- _Stored data_:
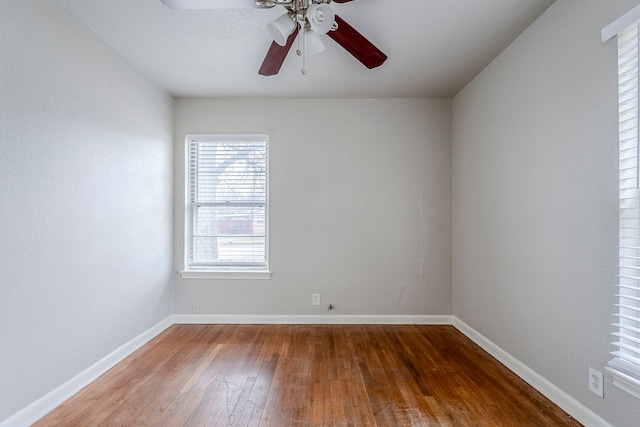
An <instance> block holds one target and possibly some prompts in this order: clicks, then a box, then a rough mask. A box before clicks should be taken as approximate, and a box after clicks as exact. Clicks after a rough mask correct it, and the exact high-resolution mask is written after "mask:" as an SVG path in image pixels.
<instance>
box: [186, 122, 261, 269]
mask: <svg viewBox="0 0 640 427" xmlns="http://www.w3.org/2000/svg"><path fill="white" fill-rule="evenodd" d="M230 141H238V142H248V141H260V142H261V143H264V144H265V187H266V188H265V201H264V236H265V245H264V251H265V265H264V266H255V265H250V266H242V265H237V264H236V265H231V264H233V263H229V264H225V263H220V264H218V265H213V264H212V265H210V266H202V267H201V268H192V267H190V263H189V255H190V254H189V245H190V239H191V238H192V230H191V221H192V218H191V208H192V206H191V200H190V199H191V197H190V196H191V193H190V190H191V189H190V183H191V178H192V177H191V168H190V160H191V158H190V149H189V147H190V143H192V142H211V143H222V142H230ZM184 150H185V151H184V154H185V157H184V160H185V162H184V167H185V170H184V179H185V183H184V191H185V194H184V219H183V226H184V238H183V269H182V270H181V271H179V274H180V277H181V278H183V279H270V278H271V270H270V267H269V234H270V233H269V135H268V134H187V135H186V136H185V142H184Z"/></svg>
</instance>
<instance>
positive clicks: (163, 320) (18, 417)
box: [0, 316, 173, 427]
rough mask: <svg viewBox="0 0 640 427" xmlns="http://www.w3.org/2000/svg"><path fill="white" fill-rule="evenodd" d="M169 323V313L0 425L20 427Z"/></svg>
mask: <svg viewBox="0 0 640 427" xmlns="http://www.w3.org/2000/svg"><path fill="white" fill-rule="evenodd" d="M171 325H173V316H169V317H167V318H166V319H164V320H162V321H161V322H159V323H157V324H156V325H154V326H152V327H151V328H149V329H147V330H146V331H144V332H143V333H141V334H140V335H138V336H137V337H135V338H133V339H132V340H131V341H129V342H127V343H126V344H124V345H122V346H121V347H120V348H118V349H117V350H115V351H113V352H112V353H111V354H109V355H107V356H105V357H104V358H102V359H101V360H100V361H98V362H97V363H95V364H94V365H92V366H90V367H89V368H87V369H85V370H84V371H82V372H81V373H79V374H78V375H76V376H75V377H73V378H71V379H70V380H69V381H67V382H66V383H64V384H62V385H61V386H59V387H58V388H56V389H54V390H52V391H51V392H49V393H47V394H46V395H44V396H42V397H41V398H40V399H38V400H36V401H35V402H33V403H31V404H30V405H29V406H27V407H25V408H24V409H22V410H20V411H19V412H17V413H15V414H14V415H12V416H10V417H9V418H7V419H6V420H4V421H2V422H0V427H24V426H29V425H31V424H33V423H35V422H36V421H38V420H39V419H40V418H42V417H44V416H45V415H47V414H48V413H49V412H51V411H52V410H53V409H55V408H56V407H57V406H59V405H60V404H61V403H63V402H64V401H65V400H67V399H69V398H70V397H71V396H73V395H74V394H76V393H77V392H79V391H80V390H82V389H83V388H84V387H86V386H87V385H89V384H90V383H91V382H93V381H95V380H96V379H97V378H98V377H99V376H100V375H102V374H104V373H105V372H107V371H108V370H109V369H111V368H113V367H114V366H115V365H116V364H117V363H119V362H120V361H122V360H123V359H124V358H125V357H127V356H129V355H130V354H131V353H133V352H134V351H136V350H137V349H139V348H140V347H142V346H143V345H144V344H146V343H147V342H149V341H150V340H151V339H153V338H154V337H156V336H157V335H159V334H160V333H161V332H162V331H164V330H165V329H167V328H168V327H170V326H171Z"/></svg>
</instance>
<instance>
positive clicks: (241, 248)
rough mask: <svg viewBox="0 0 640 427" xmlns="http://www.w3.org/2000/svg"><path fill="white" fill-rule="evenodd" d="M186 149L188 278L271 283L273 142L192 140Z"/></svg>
mask: <svg viewBox="0 0 640 427" xmlns="http://www.w3.org/2000/svg"><path fill="white" fill-rule="evenodd" d="M186 146H187V147H186V150H187V153H186V159H187V165H186V180H187V185H186V212H185V271H183V272H182V277H187V278H189V277H191V278H203V277H214V278H215V277H220V278H224V277H229V278H268V272H269V268H268V228H269V227H268V209H267V207H268V175H267V172H268V171H267V169H268V150H267V149H268V136H267V135H188V136H187V139H186ZM213 273H216V274H213Z"/></svg>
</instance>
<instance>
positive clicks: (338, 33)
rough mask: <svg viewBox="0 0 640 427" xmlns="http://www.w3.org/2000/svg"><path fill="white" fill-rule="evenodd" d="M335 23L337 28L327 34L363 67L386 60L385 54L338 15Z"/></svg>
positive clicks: (376, 64)
mask: <svg viewBox="0 0 640 427" xmlns="http://www.w3.org/2000/svg"><path fill="white" fill-rule="evenodd" d="M334 1H335V0H334ZM336 23H337V24H338V29H337V30H335V31H329V32H328V33H327V35H328V36H329V37H331V38H332V39H334V40H335V41H336V42H337V43H338V44H339V45H340V46H342V47H343V48H345V49H346V51H347V52H349V53H350V54H352V55H353V56H355V57H356V59H357V60H358V61H360V62H362V64H363V65H364V66H365V67H367V68H369V69H371V68H375V67H379V66H380V65H382V64H383V63H384V61H386V60H387V55H385V54H384V53H382V51H381V50H380V49H378V48H377V47H375V46H374V45H373V43H371V42H370V41H369V40H367V39H366V38H364V36H363V35H362V34H360V33H359V32H358V31H356V29H355V28H353V27H352V26H351V25H349V24H347V23H346V21H345V20H344V19H342V18H340V17H339V16H338V15H336Z"/></svg>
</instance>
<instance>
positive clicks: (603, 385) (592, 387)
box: [589, 368, 604, 397]
mask: <svg viewBox="0 0 640 427" xmlns="http://www.w3.org/2000/svg"><path fill="white" fill-rule="evenodd" d="M589 390H591V391H592V392H594V393H595V394H597V395H598V396H600V397H604V380H603V377H602V372H598V371H596V370H595V369H593V368H589Z"/></svg>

- _About this task_:
Your reply should hold only the records, duplicated exactly, without any image.

- _Written solution_:
An <instance> block holds one target and possibly some prompts in this order: clicks, then a box, then a rough mask. A box before clicks should be taken as approximate, and a box after clicks as exact. Clicks after a rough mask correct it, and the exact high-resolution mask is written after "mask:" as an SVG path in image pixels.
<instance>
box: [186, 122, 261, 269]
mask: <svg viewBox="0 0 640 427" xmlns="http://www.w3.org/2000/svg"><path fill="white" fill-rule="evenodd" d="M230 141H238V142H248V141H260V142H261V143H264V144H265V187H266V188H265V201H264V236H265V245H264V251H265V265H264V266H255V265H250V266H242V265H237V264H236V265H231V264H233V263H229V264H225V263H220V264H218V265H213V264H212V265H210V266H202V267H201V268H192V267H190V263H189V255H190V254H189V245H190V239H191V238H192V230H191V221H192V218H191V208H192V206H191V200H190V199H191V197H190V196H191V193H190V190H191V189H190V183H191V178H192V177H191V168H190V160H191V158H190V149H189V147H190V143H192V142H211V143H222V142H230ZM184 150H185V151H184V154H185V157H184V160H185V162H184V167H185V170H184V179H185V183H184V191H185V194H184V219H183V226H184V238H183V269H182V270H181V271H179V274H180V277H181V278H183V279H270V278H271V270H270V267H269V234H270V233H269V135H268V134H187V135H186V136H185V142H184Z"/></svg>
</instance>
<instance>
positive clicks: (163, 320) (18, 417)
box: [0, 316, 173, 427]
rough mask: <svg viewBox="0 0 640 427" xmlns="http://www.w3.org/2000/svg"><path fill="white" fill-rule="evenodd" d="M169 323V313L0 425L20 427Z"/></svg>
mask: <svg viewBox="0 0 640 427" xmlns="http://www.w3.org/2000/svg"><path fill="white" fill-rule="evenodd" d="M171 325H173V316H169V317H167V318H166V319H164V320H162V321H161V322H159V323H157V324H156V325H154V326H152V327H151V328H149V329H147V330H146V331H144V332H143V333H141V334H140V335H138V336H137V337H135V338H133V339H132V340H131V341H129V342H127V343H126V344H124V345H122V346H121V347H120V348H118V349H117V350H115V351H113V352H112V353H111V354H109V355H107V356H105V357H104V358H102V359H101V360H100V361H98V362H97V363H95V364H94V365H92V366H90V367H89V368H87V369H85V370H84V371H82V372H81V373H79V374H78V375H76V376H75V377H73V378H71V379H70V380H69V381H67V382H66V383H64V384H62V385H61V386H59V387H58V388H56V389H54V390H52V391H51V392H49V393H47V394H46V395H44V396H42V397H41V398H40V399H38V400H36V401H35V402H33V403H31V404H30V405H29V406H27V407H25V408H24V409H22V410H20V411H19V412H17V413H15V414H14V415H12V416H10V417H9V418H7V419H6V420H4V421H2V422H0V427H24V426H29V425H31V424H33V423H35V422H36V421H38V420H39V419H40V418H42V417H44V416H45V415H47V414H48V413H49V412H51V411H52V410H53V409H55V408H56V407H57V406H59V405H60V404H61V403H63V402H64V401H65V400H67V399H69V398H70V397H71V396H73V395H74V394H76V393H77V392H79V391H80V390H82V389H83V388H84V387H86V386H87V385H89V384H90V383H91V382H93V381H95V380H96V379H97V378H98V377H99V376H100V375H102V374H104V373H105V372H107V371H108V370H109V369H111V368H113V367H114V366H115V365H116V364H117V363H119V362H120V361H122V360H123V359H124V358H125V357H127V356H129V355H130V354H131V353H133V352H134V351H136V350H137V349H139V348H140V347H142V346H143V345H144V344H146V343H147V342H149V341H150V340H151V339H153V338H154V337H156V336H157V335H159V334H160V333H161V332H162V331H164V330H165V329H167V328H168V327H170V326H171Z"/></svg>
</instance>
<instance>
positive clicks: (241, 248)
rough mask: <svg viewBox="0 0 640 427" xmlns="http://www.w3.org/2000/svg"><path fill="white" fill-rule="evenodd" d="M186 149L188 278L271 283L273 142L192 140Z"/></svg>
mask: <svg viewBox="0 0 640 427" xmlns="http://www.w3.org/2000/svg"><path fill="white" fill-rule="evenodd" d="M186 146H187V147H186V150H187V153H186V159H187V165H186V180H187V185H186V212H185V271H183V272H182V277H187V278H189V277H191V278H203V277H214V278H215V277H220V278H224V277H229V278H268V272H269V268H268V228H269V227H268V209H267V207H268V175H267V172H268V171H267V169H268V150H267V149H268V136H267V135H188V136H187V139H186ZM213 273H216V274H213Z"/></svg>
</instance>
<instance>
positive clicks: (338, 33)
rough mask: <svg viewBox="0 0 640 427" xmlns="http://www.w3.org/2000/svg"><path fill="white" fill-rule="evenodd" d="M335 23L337 28L327 34L363 67L386 60L385 54L338 15Z"/></svg>
positive clicks: (376, 64)
mask: <svg viewBox="0 0 640 427" xmlns="http://www.w3.org/2000/svg"><path fill="white" fill-rule="evenodd" d="M334 1H335V0H334ZM336 23H337V24H338V29H337V30H335V31H329V32H328V33H327V35H328V36H329V37H331V38H332V39H334V40H335V41H336V42H337V43H338V44H339V45H340V46H342V47H343V48H345V49H346V51H347V52H349V53H350V54H352V55H353V56H355V57H356V59H357V60H358V61H360V62H362V64H363V65H364V66H365V67H367V68H369V69H371V68H375V67H379V66H380V65H382V64H383V63H384V61H386V60H387V55H385V54H384V53H382V51H381V50H380V49H378V48H377V47H375V46H374V45H373V43H371V42H370V41H369V40H367V39H366V38H364V36H363V35H362V34H360V33H359V32H358V31H356V29H355V28H353V27H352V26H351V25H349V24H347V23H346V21H345V20H344V19H342V18H340V17H339V16H338V15H336Z"/></svg>
</instance>
<instance>
positive clicks: (603, 385) (592, 387)
box: [589, 368, 604, 397]
mask: <svg viewBox="0 0 640 427" xmlns="http://www.w3.org/2000/svg"><path fill="white" fill-rule="evenodd" d="M589 390H591V391H592V392H594V393H595V394H597V395H598V396H600V397H604V380H603V377H602V372H598V371H596V370H595V369H593V368H589Z"/></svg>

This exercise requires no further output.